▸ What you should do: Count the lines in the items below that contain the string "concrete", with case counting. Give only the number.

▸ Data entries:
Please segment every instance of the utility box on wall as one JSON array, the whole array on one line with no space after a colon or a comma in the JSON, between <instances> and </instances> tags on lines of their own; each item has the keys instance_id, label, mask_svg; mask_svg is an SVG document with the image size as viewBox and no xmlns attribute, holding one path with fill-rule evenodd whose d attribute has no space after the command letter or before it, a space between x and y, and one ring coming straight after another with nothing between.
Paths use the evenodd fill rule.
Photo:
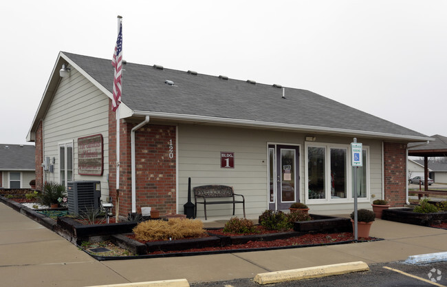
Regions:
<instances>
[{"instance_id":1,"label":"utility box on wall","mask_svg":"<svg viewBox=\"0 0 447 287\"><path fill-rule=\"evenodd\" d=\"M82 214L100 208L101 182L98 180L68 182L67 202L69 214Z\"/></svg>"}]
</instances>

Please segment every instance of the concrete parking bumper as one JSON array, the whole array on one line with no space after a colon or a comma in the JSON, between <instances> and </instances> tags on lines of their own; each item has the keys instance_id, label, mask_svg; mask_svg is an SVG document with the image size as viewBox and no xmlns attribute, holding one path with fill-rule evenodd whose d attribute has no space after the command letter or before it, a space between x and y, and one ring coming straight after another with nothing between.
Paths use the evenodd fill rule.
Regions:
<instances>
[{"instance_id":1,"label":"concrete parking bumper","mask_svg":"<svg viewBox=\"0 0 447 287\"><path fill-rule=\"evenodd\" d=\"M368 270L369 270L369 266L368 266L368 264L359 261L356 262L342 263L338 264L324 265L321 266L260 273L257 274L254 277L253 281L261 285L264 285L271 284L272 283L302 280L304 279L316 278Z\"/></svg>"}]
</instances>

---

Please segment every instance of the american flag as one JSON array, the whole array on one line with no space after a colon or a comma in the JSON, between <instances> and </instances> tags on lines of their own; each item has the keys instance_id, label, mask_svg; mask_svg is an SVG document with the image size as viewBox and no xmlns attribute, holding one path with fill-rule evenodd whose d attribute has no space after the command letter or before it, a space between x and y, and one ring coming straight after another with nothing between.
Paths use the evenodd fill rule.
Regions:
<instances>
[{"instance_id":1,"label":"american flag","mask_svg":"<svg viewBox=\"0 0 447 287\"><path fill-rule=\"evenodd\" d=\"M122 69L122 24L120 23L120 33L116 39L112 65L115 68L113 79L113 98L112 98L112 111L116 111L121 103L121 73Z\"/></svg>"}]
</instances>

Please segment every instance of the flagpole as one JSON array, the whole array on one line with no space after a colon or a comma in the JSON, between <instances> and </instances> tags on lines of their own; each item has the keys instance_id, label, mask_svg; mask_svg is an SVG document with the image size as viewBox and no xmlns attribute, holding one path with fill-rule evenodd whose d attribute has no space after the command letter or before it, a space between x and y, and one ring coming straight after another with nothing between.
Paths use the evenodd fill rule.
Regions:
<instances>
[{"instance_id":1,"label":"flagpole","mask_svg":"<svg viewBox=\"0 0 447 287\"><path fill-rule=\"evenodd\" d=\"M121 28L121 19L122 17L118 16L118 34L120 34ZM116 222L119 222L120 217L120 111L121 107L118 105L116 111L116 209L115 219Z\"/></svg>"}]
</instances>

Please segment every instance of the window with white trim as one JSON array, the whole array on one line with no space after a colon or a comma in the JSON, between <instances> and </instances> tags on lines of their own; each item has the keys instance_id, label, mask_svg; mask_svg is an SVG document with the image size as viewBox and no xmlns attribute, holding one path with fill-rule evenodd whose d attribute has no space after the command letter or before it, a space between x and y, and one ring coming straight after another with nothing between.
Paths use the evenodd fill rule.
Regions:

▸ Task answer: 2